● What you need to do: Render into Spanish this sentence from the provision on timber cutting below: "For purposes of this subsection and subsection (b), the term “timber” includes evergreen trees which are more than 6 years old at the time severed from the roots and are sold for ornamental purposes."

-- start Excerpted passage --

If the taxpayer so elects on his return for a taxable year, the cutting of timber (for sale or for use in the taxpayer's trade or business) during such year by the taxpayer who owns, or has a contract right to cut, such timber (providing he has owned such timber or has held such contract right for a period of more than 1 year) shall be considered as a sale or exchange of such timber cut during such year. If such election has been made, gain or loss to the taxpayer shall be recognized in an amount equal to the difference between the fair market value of such timber, and the adjusted basis for depletion of such timber in the hands of the taxpayer. Such fair market value shall be the fair market value as of the first day of the taxable year in which such timber is cut, and shall thereafter be considered as the cost of such cut timber to the taxpayer for all purposes for which such cost is a necessary factor. If a taxpayer makes an election under this subsection, such election shall apply with respect to all timber which is owned by the taxpayer or which the taxpayer has a contract right to cut and shall be binding on the taxpayer for the taxable year for which the election is made and for all subsequent years, unless the Secretary, on showing of undue hardship, permits the taxpayer to revoke his election; such revocation, however, shall preclude any further elections under this subsection except with the consent of the Secretary. For purposes of this subsection and subsection (b), the term “timber” includes evergreen trees which are more than 6 years old at the time severed from the roots and are sold for ornamental purposes.

-- end Excerpted passage --
-- start Raw data --

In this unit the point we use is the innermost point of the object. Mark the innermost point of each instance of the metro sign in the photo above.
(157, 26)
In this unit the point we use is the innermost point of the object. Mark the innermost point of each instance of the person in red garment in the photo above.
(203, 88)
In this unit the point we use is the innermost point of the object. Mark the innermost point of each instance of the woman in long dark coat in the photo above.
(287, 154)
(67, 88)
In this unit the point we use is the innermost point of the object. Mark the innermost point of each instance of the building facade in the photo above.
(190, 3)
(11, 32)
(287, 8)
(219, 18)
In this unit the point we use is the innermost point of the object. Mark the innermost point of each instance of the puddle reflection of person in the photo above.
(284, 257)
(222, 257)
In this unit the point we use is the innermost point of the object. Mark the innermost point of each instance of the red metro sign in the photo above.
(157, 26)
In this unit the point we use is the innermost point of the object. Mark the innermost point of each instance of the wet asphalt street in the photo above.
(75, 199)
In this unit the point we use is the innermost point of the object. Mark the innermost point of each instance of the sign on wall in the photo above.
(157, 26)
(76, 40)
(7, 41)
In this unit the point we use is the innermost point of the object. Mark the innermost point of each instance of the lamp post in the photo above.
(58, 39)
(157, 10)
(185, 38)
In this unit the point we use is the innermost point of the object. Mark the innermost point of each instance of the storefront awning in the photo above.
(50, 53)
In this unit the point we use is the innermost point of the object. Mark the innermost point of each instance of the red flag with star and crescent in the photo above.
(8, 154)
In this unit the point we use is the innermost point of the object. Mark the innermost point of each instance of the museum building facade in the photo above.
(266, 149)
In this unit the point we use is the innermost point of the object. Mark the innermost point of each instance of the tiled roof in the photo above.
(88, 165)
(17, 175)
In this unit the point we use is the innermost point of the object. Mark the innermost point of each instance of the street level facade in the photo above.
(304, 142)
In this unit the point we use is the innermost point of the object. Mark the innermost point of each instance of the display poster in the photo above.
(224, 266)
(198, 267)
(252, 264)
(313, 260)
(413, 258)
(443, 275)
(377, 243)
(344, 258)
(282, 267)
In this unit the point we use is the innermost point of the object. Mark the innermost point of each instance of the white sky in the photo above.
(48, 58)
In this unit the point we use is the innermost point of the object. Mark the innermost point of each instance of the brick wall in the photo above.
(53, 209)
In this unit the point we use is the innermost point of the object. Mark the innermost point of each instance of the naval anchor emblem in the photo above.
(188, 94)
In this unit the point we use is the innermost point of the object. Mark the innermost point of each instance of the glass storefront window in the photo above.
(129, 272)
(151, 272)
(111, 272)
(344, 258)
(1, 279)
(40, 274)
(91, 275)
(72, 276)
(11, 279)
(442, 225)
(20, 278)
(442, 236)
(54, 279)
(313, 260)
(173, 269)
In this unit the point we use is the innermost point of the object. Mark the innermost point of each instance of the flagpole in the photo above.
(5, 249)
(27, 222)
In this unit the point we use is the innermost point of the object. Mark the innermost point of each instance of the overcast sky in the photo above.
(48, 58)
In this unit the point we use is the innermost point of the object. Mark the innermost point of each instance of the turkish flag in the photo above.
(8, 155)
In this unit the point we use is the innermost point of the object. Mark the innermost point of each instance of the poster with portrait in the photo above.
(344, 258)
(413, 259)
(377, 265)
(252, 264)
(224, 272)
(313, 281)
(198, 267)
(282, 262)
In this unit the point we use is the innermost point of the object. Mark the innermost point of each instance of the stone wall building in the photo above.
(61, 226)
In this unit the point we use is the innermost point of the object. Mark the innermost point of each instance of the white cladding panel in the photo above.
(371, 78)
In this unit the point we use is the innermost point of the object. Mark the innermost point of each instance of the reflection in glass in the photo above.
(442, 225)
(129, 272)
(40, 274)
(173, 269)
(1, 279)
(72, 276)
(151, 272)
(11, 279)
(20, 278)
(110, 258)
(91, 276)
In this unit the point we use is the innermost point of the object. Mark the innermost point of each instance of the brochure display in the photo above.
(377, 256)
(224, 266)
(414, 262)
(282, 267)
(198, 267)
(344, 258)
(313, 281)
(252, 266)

-- end Raw data --
-- start Raw data --

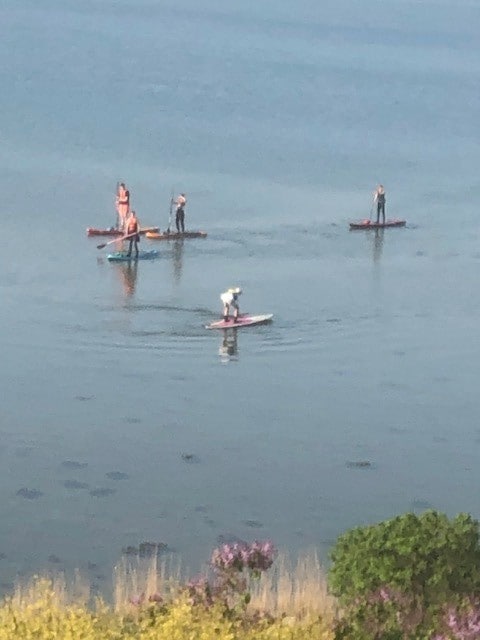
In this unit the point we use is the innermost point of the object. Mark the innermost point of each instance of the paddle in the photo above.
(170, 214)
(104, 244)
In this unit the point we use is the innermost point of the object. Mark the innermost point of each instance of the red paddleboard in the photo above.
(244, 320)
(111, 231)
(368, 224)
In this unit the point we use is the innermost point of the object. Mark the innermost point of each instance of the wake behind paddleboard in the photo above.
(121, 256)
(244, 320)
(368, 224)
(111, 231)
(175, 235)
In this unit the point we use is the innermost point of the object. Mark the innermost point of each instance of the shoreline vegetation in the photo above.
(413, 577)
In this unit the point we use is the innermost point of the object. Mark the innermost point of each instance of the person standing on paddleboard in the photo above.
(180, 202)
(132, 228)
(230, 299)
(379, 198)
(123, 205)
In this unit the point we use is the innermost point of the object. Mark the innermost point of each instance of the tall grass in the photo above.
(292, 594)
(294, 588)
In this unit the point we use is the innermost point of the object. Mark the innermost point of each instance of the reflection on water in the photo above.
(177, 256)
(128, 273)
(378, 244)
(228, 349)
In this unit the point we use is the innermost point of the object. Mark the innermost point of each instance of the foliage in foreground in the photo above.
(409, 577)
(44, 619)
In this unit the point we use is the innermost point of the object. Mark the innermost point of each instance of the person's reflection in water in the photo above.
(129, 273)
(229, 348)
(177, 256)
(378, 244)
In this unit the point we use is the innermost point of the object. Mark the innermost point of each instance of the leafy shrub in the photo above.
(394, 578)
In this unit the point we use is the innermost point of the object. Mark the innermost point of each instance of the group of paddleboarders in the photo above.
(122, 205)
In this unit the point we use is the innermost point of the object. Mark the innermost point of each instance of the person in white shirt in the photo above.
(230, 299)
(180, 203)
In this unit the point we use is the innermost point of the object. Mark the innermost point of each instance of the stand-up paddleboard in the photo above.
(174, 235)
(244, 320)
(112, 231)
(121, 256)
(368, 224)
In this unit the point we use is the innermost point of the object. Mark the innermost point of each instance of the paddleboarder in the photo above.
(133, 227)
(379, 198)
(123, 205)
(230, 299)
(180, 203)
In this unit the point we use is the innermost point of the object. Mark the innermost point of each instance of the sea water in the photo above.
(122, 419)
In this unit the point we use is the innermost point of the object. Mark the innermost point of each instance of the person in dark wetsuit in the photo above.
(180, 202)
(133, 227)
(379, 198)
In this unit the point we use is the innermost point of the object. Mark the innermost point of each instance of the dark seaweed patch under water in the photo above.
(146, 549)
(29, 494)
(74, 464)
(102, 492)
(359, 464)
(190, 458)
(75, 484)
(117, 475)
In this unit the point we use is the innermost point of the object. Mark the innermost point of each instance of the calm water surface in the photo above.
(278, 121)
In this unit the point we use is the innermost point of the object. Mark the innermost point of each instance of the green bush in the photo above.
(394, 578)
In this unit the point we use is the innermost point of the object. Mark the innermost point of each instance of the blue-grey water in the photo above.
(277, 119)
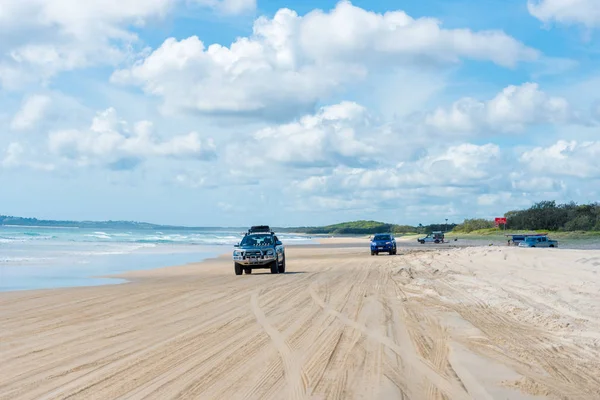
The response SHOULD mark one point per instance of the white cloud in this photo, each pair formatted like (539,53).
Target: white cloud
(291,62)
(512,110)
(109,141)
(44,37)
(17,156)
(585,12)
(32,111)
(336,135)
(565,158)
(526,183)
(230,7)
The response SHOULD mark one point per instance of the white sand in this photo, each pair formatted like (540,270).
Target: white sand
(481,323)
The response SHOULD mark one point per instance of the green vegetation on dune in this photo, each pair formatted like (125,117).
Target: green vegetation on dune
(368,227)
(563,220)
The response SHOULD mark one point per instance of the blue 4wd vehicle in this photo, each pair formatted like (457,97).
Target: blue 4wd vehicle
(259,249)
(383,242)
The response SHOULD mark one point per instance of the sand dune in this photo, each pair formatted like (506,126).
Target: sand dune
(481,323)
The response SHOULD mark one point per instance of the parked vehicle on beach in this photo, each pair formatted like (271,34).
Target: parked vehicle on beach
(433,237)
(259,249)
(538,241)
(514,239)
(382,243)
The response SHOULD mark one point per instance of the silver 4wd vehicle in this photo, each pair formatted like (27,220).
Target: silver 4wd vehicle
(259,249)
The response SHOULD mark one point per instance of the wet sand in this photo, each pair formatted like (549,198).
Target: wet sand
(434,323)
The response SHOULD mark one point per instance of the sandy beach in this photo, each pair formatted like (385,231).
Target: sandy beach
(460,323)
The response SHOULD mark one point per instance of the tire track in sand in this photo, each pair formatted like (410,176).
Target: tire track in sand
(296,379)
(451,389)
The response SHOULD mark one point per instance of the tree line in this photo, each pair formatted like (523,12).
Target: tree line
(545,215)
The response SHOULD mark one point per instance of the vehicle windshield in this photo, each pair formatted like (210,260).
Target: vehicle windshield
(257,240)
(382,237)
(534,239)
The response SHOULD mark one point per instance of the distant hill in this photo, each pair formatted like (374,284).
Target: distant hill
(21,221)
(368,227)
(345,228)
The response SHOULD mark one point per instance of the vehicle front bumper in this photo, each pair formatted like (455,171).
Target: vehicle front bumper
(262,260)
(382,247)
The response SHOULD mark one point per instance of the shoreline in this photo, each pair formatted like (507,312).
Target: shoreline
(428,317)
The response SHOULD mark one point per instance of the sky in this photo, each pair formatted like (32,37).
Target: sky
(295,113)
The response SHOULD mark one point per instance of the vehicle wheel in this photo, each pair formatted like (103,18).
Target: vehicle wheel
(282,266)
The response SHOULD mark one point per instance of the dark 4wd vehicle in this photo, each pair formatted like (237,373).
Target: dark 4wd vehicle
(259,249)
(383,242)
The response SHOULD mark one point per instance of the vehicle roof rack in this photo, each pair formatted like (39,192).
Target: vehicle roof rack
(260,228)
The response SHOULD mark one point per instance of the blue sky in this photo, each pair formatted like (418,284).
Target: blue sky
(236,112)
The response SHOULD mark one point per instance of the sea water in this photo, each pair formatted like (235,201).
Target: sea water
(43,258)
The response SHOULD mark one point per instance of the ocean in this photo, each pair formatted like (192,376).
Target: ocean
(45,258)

-- end Raw data --
-- start Raw data --

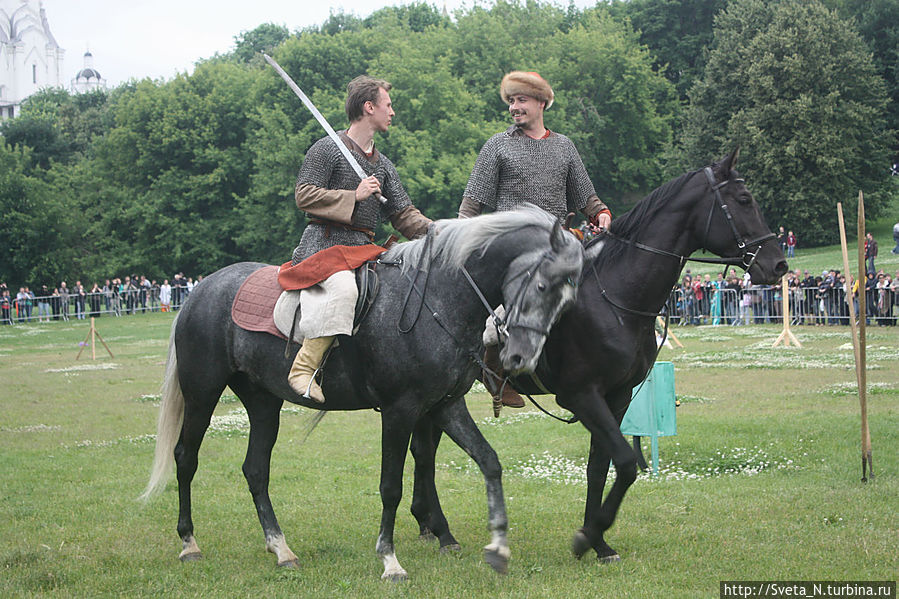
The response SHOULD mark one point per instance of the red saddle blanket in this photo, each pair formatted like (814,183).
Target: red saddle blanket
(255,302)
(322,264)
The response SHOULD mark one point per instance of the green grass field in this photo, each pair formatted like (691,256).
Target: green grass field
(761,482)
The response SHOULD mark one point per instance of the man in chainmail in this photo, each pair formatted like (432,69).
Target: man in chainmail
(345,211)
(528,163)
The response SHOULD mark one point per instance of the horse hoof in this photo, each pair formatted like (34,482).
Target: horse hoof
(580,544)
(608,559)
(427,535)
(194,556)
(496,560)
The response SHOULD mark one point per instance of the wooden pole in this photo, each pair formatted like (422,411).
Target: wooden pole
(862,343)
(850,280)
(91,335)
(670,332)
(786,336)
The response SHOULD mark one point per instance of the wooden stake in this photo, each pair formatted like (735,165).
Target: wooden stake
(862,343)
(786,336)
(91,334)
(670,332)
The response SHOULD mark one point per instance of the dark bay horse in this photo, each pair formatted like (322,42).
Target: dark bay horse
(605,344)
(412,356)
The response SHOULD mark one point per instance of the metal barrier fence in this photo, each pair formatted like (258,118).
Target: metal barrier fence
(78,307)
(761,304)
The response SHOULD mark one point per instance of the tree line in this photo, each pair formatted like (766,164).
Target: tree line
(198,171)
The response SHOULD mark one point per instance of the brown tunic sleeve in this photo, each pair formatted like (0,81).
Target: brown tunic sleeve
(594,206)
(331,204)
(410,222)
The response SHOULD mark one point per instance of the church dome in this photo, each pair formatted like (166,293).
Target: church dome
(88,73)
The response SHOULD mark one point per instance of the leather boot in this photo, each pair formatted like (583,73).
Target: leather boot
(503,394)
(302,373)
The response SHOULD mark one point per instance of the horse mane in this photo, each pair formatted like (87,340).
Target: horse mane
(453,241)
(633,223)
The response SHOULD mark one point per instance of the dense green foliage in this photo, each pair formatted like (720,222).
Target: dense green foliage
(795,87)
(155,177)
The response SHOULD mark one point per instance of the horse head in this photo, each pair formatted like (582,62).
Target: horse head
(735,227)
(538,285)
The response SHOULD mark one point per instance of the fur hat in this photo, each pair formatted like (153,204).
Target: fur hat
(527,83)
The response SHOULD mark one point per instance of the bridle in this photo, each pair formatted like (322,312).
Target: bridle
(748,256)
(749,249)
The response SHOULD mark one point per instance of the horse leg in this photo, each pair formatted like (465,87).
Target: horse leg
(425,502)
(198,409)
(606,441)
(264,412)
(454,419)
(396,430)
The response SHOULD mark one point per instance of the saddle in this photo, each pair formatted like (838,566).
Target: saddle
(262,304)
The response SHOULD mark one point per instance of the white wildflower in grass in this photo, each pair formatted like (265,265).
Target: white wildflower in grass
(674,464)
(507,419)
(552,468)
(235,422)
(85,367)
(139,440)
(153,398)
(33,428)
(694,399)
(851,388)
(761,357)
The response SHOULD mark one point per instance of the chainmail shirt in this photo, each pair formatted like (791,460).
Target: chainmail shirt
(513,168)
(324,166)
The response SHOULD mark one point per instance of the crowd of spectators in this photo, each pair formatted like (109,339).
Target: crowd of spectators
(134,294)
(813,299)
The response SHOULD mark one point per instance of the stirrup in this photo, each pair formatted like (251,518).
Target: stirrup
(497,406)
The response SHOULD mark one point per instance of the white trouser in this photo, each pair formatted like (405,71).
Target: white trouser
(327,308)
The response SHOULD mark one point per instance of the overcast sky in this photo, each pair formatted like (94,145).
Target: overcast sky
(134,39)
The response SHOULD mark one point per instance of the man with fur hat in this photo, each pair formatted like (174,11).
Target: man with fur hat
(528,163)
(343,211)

-- end Raw data --

● Reply: A los efectos de este inciso y del inciso (b), el término «madera» incluye los árboles de hoja perenne que tengan más de 6 años en el momento de ser separados de sus raíces y que se vendan con fines ornamentales.